━━ TEXT SHOWN

If we're to believe the permissions notices at the end of the closing credits - and if we're not to believe them, then the very idea of movie credits is a sham and we're all rocking on the brink of anarchy - then somewhere within the movie Valentine's Day, though I didn't notice it, there is a poster for the movie Love Actually. This represents something close to an heroic level of honesty on the part of the filmmakers, who do not merely feel safe in ripping off a popular film but pointing at it and saying, "look, it's that movie we're ripping off!" For this, they have my absolute respect.

Superficially, the two films are of course identical: against a holiday backdrop (dawn till midnight on Valentine's Day, in this case - we're specifically told that it's a Monday, which was last true in 2005 and will be true again in 2011, which makes Valentine's Day either a period piece or a science-fiction movie), an interwebbed cast of many people explores different facets of love. On closer inspection, there's not quite so much overlap; only one of the plotlines in the new film, about the little boy with his first crush, seems to map directly onto one of the plotlines from the old film. But the intent is obvious. The two biggest differences are not plot-based at all: compared to Love Actually, Valentine's Day is almost completely devoid of sex (and what appears is almost exclusively centered on one character), and compared to Love Actually, Valentine's Day is not very good. Screenwriter Katherine Fugate and director Garry Marshall jam a staggeringly over-loaded cast through what feels like a dozen different plotlines - I won't even bother to start recapping them, it would take a cross between a flowchart and a Venn diagram to capture every nuance of how the 21 main characters interrelate - with an end result that is quite manic and "big", in the worst conceivable sense of "big". So eager are the filmmakers to include as many different characters and plot points as they can, the overall flow of the film is like an especially jerky game of hopscotch: first here, then over there, then way over there, and you're really not sure how on Earth you got from A to B to C.

There's actually one other big reason why Valentine's Day is different from Love Actually, and while it's somewhat more subtle and subjective, I think it points to the only really interesting element of the American film. Both movies are full of instantly recognisable faces, but where Love Actually is mostly full of famous actors, Valentine's Day is full of celebrities - like I said, a subjective difference. In the British film, you have Colin Firth and Liam Neeson and Alan Rickman and the like; people who are really quite talented, and that's why the film can sometimes shock you with a really powerful moment like Emma Thompson's quiet breakdown when she realises her husband is cheating on her. Valentine's Day has a couple good actors, but mostly it has been cast with an idea towards covering the broadest possible marketing sector, and this means matinee idols and other famous people. So we have: pin-up girls for the lads (Jessica Alba and Jessica Biel - a combo that gave me a slight headache given my tendency to get those two actresses confused as "the bad one" and "the bad one who sometimes has a smackeral of ambition"); pin-up girls for the intelligentsia (Jennifer Garner and Anne Hathaway); a pretty-boy movie actor (Bradley Cooper); two pretty-boy TV actors (Patrick Dempsey and Eric Dane); teenybopper idols (Taylor Swift and Taylor Lautner); a few people who could be better but often don't try to be (Queen Latifah, Jamie Foxx and Topher Grace); and the inevitable Ashton Kutcher, whose appeal and continued ability to be cast in things remains an enigma to me.

━━━━
━━ LISTING

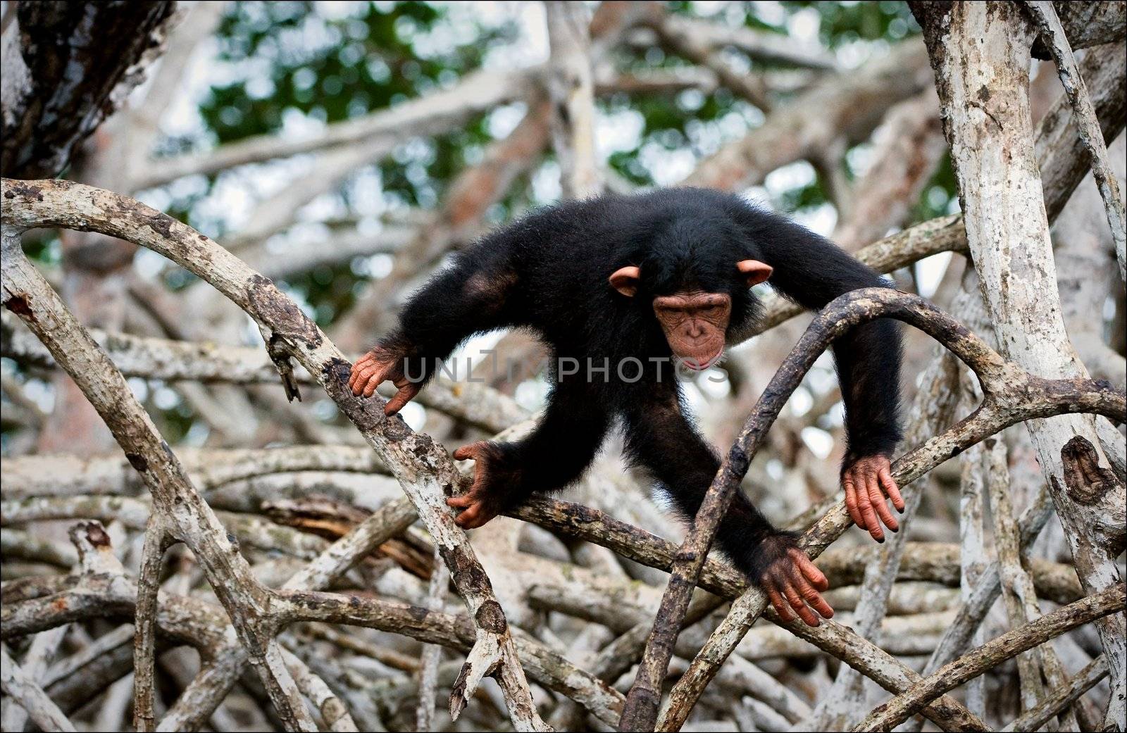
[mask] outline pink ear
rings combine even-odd
[[[736,269],[747,279],[748,287],[765,281],[774,271],[773,267],[758,260],[739,260]]]
[[[638,292],[638,278],[640,277],[641,270],[633,265],[620,267],[611,275],[611,287],[622,295],[633,297],[635,293]]]

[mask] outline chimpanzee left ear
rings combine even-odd
[[[773,267],[758,260],[739,260],[736,262],[736,269],[747,280],[747,287],[765,281],[774,271]]]
[[[638,292],[638,280],[641,278],[641,269],[633,265],[620,267],[611,275],[611,287],[625,295],[633,297]]]

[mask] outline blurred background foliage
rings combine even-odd
[[[597,3],[589,3],[594,8]],[[801,36],[831,50],[844,68],[860,66],[873,54],[919,27],[904,2],[669,2],[689,17],[745,25]],[[481,68],[522,68],[547,56],[540,3],[491,2],[230,2],[183,99],[162,122],[158,155],[205,152],[256,135],[310,134],[326,124],[360,117],[450,88]],[[757,68],[738,50],[733,61]],[[689,61],[656,46],[621,44],[607,60],[621,72],[690,66]],[[762,70],[762,65],[758,66]],[[728,89],[687,89],[676,93],[627,93],[597,99],[597,140],[610,170],[623,185],[671,185],[686,176],[721,144],[762,124],[764,115]],[[434,209],[449,186],[479,162],[486,146],[505,137],[524,113],[522,102],[477,115],[454,132],[412,138],[379,163],[356,170],[332,194],[321,196],[299,215],[323,227],[375,231],[412,209]],[[857,178],[871,143],[843,157],[844,175]],[[300,159],[301,157],[296,157]],[[223,241],[239,231],[243,215],[268,193],[300,186],[294,159],[245,166],[212,176],[189,176],[139,198]],[[828,234],[836,221],[824,171],[796,162],[748,189],[758,199],[816,231]],[[487,212],[495,224],[559,196],[559,170],[549,152],[530,175]],[[923,221],[957,207],[950,164],[939,167],[914,212]],[[374,222],[374,224],[373,224]],[[28,242],[30,256],[57,266],[56,238]],[[140,258],[150,253],[141,252]],[[331,328],[354,303],[363,284],[391,267],[391,257],[356,258],[340,266],[319,266],[281,281],[322,328]],[[194,278],[163,263],[160,277],[174,289]],[[190,429],[190,409],[169,397],[148,401],[162,414],[165,429],[179,439]],[[179,433],[179,435],[177,435]]]

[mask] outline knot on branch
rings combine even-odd
[[[114,555],[109,534],[100,521],[80,521],[70,528],[83,575],[122,574],[125,570]]]
[[[1064,482],[1068,497],[1079,504],[1091,506],[1119,485],[1110,468],[1100,465],[1100,456],[1086,439],[1076,436],[1061,448]]]

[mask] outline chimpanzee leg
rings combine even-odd
[[[716,454],[685,419],[672,387],[628,410],[625,418],[630,457],[654,474],[680,513],[693,521],[720,467]],[[763,587],[784,618],[791,617],[792,608],[806,623],[817,625],[807,604],[827,618],[833,615],[817,592],[825,590],[825,576],[798,549],[793,534],[775,529],[742,491],[736,491],[720,520],[717,543]]]
[[[533,492],[564,489],[591,465],[610,427],[610,415],[582,376],[556,385],[543,418],[524,440],[482,440],[454,452],[455,458],[477,463],[470,490],[446,501],[462,509],[459,525],[480,527]]]

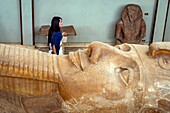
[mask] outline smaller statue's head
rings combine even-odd
[[[139,5],[129,4],[122,12],[122,19],[134,22],[137,19],[142,19],[142,10]]]

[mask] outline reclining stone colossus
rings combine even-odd
[[[170,112],[170,42],[93,42],[61,56],[1,44],[0,111]]]

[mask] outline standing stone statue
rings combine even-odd
[[[61,56],[1,44],[0,112],[170,112],[170,42],[93,42]]]
[[[121,19],[116,24],[115,37],[118,44],[141,42],[146,35],[146,25],[142,16],[139,5],[129,4],[124,8]]]

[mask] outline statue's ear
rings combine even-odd
[[[133,70],[130,68],[122,68],[119,67],[118,69],[119,77],[121,81],[126,85],[130,85],[130,83],[133,81]]]

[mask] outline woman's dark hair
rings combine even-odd
[[[55,16],[51,20],[51,26],[50,26],[50,29],[48,31],[48,46],[49,46],[49,43],[51,42],[51,37],[52,37],[53,33],[54,32],[60,32],[60,27],[59,27],[60,19],[62,20],[61,17]]]

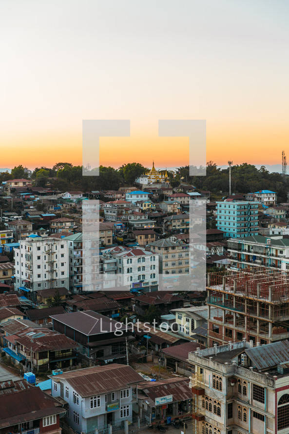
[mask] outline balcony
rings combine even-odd
[[[198,396],[203,395],[205,394],[205,389],[208,389],[204,382],[203,374],[192,374],[191,377],[191,384],[192,393]]]
[[[31,430],[26,430],[26,431],[19,431],[15,434],[39,434],[40,428],[31,428]]]

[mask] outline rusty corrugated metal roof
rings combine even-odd
[[[284,362],[289,362],[289,342],[273,342],[245,350],[251,361],[251,366],[259,370],[273,368]]]
[[[120,390],[143,380],[131,366],[116,363],[72,371],[53,378],[55,381],[66,380],[82,398]]]

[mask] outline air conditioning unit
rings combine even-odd
[[[243,366],[248,366],[248,356],[247,354],[241,355],[241,364]]]

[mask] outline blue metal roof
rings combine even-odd
[[[260,193],[262,193],[262,195],[266,195],[268,194],[268,193],[274,193],[275,194],[276,194],[276,192],[271,191],[271,190],[259,190],[259,191],[255,191],[254,194],[260,194]]]
[[[137,191],[132,191],[130,193],[127,193],[127,195],[150,195],[150,193],[148,193],[147,191],[141,191],[141,190],[138,190]]]
[[[41,390],[49,390],[51,389],[51,378],[46,380],[46,381],[42,381],[36,385],[36,387],[40,387]]]

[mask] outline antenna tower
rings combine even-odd
[[[282,151],[282,175],[284,177],[287,174],[287,161],[286,161],[286,156],[284,151]]]

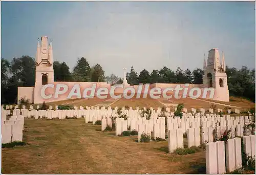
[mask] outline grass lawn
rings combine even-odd
[[[82,118],[26,118],[24,126],[28,144],[2,149],[3,173],[205,173],[204,151],[170,155],[167,141],[137,143]]]

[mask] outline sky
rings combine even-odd
[[[105,75],[166,66],[202,68],[218,48],[226,64],[255,68],[252,2],[2,2],[1,57],[35,57],[52,40],[53,59],[71,70],[84,57]],[[221,57],[221,55],[220,55]]]

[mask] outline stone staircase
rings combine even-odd
[[[113,99],[113,98],[110,98],[110,99],[109,99],[105,101],[104,101],[101,103],[99,103],[94,105],[94,106],[96,106],[96,107],[99,106],[100,107],[105,106],[105,107],[107,107],[110,106],[110,105],[111,105],[111,104],[117,102],[119,99]]]
[[[219,105],[220,106],[223,106],[227,107],[234,108],[236,109],[242,108],[241,107],[237,107],[236,106],[231,106],[230,104],[225,104],[224,103],[222,103],[221,102],[216,102],[216,101],[211,101],[211,100],[209,100],[209,99],[197,98],[196,100],[200,100],[200,101],[204,101],[206,102],[209,102],[210,103],[210,104],[217,104],[217,105]]]
[[[175,108],[178,106],[178,103],[175,103],[173,101],[166,99],[162,97],[158,99],[157,101],[160,102],[165,107]]]

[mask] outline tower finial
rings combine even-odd
[[[205,60],[205,54],[204,53],[204,70],[207,68],[206,61]]]
[[[222,51],[222,58],[221,60],[221,68],[223,70],[224,72],[226,72],[226,65],[225,64],[225,56],[224,52]]]

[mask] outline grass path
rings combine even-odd
[[[29,145],[2,149],[3,173],[197,173],[205,152],[167,153],[168,143],[137,143],[83,119],[25,119]]]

━━━━

**TASK LIST**
1. From the review of Valentine's Day, reproduce everything from "If we're to" down to "my absolute respect.", word for word.
2. Turn the paragraph of the review that begins "There's actually one other big reason" into a brief list that keeps its main facts.

**SOLUTIONS IN ORDER**
1.
If we're to believe the permissions notices at the end of the closing credits - and if we're not to believe them, then the very idea of movie credits is a sham and we're all rocking on the brink of anarchy - then somewhere within the movie Valentine's Day, though I didn't notice it, there is a poster for the movie Love Actually. This represents something close to an heroic level of honesty on the part of the filmmakers, who do not merely feel safe in ripping off a popular film but pointing at it and saying, "look, it's that movie we're ripping off!" For this, they have my absolute respect.

2.
- A further, more subtle and subjective, difference from Love Actually is also the only really interesting element of Valentine's Day. Love Actually is mostly full of famous actors, while Valentine's Day is full of celebrities.
- Love Actually has talented people such as Colin Firth, Liam Neeson and Alan Rickman. That lets it deliver powerful moments like Emma Thompson's quiet breakdown when she realizes her husband is cheating on her.
- Valentine's Day has a couple of good actors. Mostly, though, it was cast to cover the broadest possible marketing sector:
  - pin-up girls for the lads: Jessica Alba and Jessica Biel
  - pin-up girls for the intelligentsia: Jennifer Garner and Anne Hathaway
  - a pretty-boy movie actor: Bradley Cooper
  - two pretty-boy TV actors: Patrick Dempsey and Eric Dane
  - teenybopper idols: Taylor Swift and Taylor Lautner
  - people who could be better but often don't try to be: Queen Latifah, Jamie Foxx and Topher Grace
  - Ashton Kutcher, whose appeal and continued casting remain an enigma to the reviewer